• [Instructions for the task]: Starting at the first line, copy the data below through to the end, exactly.
Information supplied Start Marker
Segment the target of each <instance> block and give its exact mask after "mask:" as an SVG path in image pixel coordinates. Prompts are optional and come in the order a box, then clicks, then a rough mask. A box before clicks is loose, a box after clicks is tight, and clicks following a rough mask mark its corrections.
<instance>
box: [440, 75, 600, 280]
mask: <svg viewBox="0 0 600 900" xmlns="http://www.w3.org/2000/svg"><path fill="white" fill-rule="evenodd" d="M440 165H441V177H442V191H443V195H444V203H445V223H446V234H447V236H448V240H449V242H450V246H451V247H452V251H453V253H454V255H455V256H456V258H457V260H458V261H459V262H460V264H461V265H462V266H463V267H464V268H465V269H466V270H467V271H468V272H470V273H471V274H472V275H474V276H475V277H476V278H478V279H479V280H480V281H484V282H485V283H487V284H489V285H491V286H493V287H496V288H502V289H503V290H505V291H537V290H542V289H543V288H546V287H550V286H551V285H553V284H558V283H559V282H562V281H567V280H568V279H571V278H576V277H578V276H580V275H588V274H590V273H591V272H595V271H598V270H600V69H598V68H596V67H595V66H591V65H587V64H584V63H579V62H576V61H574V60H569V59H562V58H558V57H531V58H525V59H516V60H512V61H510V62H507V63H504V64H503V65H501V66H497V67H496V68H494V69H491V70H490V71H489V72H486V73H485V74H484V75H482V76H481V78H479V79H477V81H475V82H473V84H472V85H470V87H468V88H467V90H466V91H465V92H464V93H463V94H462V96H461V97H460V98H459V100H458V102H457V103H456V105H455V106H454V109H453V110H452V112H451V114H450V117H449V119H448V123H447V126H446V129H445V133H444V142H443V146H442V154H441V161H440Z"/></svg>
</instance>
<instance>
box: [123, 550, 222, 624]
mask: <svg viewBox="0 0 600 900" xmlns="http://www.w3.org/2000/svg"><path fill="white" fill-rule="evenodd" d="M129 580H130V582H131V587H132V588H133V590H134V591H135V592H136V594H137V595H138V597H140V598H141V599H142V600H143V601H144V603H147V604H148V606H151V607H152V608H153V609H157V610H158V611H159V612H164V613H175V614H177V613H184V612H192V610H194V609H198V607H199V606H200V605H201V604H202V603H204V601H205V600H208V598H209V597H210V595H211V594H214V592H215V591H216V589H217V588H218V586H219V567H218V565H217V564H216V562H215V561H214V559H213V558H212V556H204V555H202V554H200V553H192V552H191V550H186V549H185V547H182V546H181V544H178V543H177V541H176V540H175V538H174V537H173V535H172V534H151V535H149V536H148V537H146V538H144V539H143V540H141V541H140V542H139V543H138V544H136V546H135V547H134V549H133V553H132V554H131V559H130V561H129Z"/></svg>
Information supplied End Marker
• [Your solution]:
Segment the target of each <instance> block and give its exact mask after "mask:" as an SVG path in image pixel coordinates. Prompts are optional and come in the order a box, then clicks, then a rough mask. A box before clicks is loose, a box after clicks is tight, and clicks following a rough mask mark its corrections.
<instance>
box: [440, 75, 600, 280]
mask: <svg viewBox="0 0 600 900" xmlns="http://www.w3.org/2000/svg"><path fill="white" fill-rule="evenodd" d="M440 165H441V177H442V191H443V195H444V203H445V223H446V234H447V236H448V240H449V242H450V246H451V247H452V251H453V253H454V255H455V256H456V258H457V260H458V261H459V262H460V264H461V265H462V266H463V267H464V268H465V269H466V270H467V271H468V272H470V273H471V274H472V275H474V276H475V277H476V278H478V279H479V280H480V281H484V282H485V283H487V284H489V285H491V286H493V287H496V288H502V289H503V290H505V291H537V290H542V289H543V288H546V287H550V286H551V285H553V284H558V283H559V282H562V281H567V280H568V279H571V278H576V277H578V276H580V275H588V274H590V273H591V272H595V271H598V270H600V69H598V68H596V67H595V66H591V65H587V64H584V63H579V62H576V61H574V60H569V59H562V58H558V57H531V58H525V59H516V60H512V61H510V62H507V63H504V64H503V65H501V66H497V67H496V68H494V69H491V70H490V71H489V72H486V73H485V74H484V75H482V76H481V78H479V79H477V81H475V82H473V84H472V85H470V87H468V88H467V90H466V91H465V92H464V93H463V94H462V96H461V97H460V98H459V100H458V102H457V103H456V105H455V106H454V109H453V110H452V112H451V114H450V117H449V119H448V123H447V126H446V129H445V133H444V142H443V146H442V154H441V161H440Z"/></svg>
</instance>
<instance>
box: [123, 550, 222, 624]
mask: <svg viewBox="0 0 600 900" xmlns="http://www.w3.org/2000/svg"><path fill="white" fill-rule="evenodd" d="M129 580H130V582H131V587H132V588H133V590H134V591H135V592H136V594H137V595H138V597H140V598H141V599H142V600H143V601H144V603H147V604H148V606H151V607H152V608H153V609H157V610H158V611H159V612H164V613H175V614H177V613H184V612H192V610H194V609H198V607H199V606H200V605H201V604H202V603H204V601H205V600H208V598H209V597H210V595H211V594H214V592H215V591H216V589H217V588H218V586H219V567H218V565H217V564H216V562H215V561H214V559H213V558H212V556H204V555H202V554H200V553H192V552H191V550H186V549H185V547H182V546H181V544H178V543H177V541H176V540H175V538H174V537H173V535H172V534H151V535H149V536H148V537H146V538H144V539H143V540H141V541H140V542H139V543H138V544H136V546H135V547H134V549H133V553H132V554H131V559H130V561H129Z"/></svg>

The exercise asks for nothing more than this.